TASK INSTRUCTIONS: Could you set down the listing below exactly, leaving out its pictures?

DATA EXTRACTS:

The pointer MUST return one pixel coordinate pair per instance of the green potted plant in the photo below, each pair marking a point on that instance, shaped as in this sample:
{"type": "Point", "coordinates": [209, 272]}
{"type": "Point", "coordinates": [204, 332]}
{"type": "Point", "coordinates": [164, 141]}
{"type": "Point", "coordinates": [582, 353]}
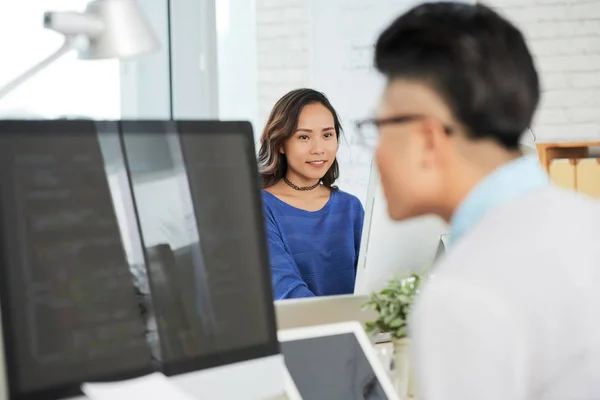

RESPONSE AREA:
The pointer MUST return one pixel coordinate pair per instance of the green potted plant in the photo below, each pair marking a point on that instance, shaped as in this sample:
{"type": "Point", "coordinates": [209, 272]}
{"type": "Point", "coordinates": [204, 332]}
{"type": "Point", "coordinates": [164, 141]}
{"type": "Point", "coordinates": [582, 353]}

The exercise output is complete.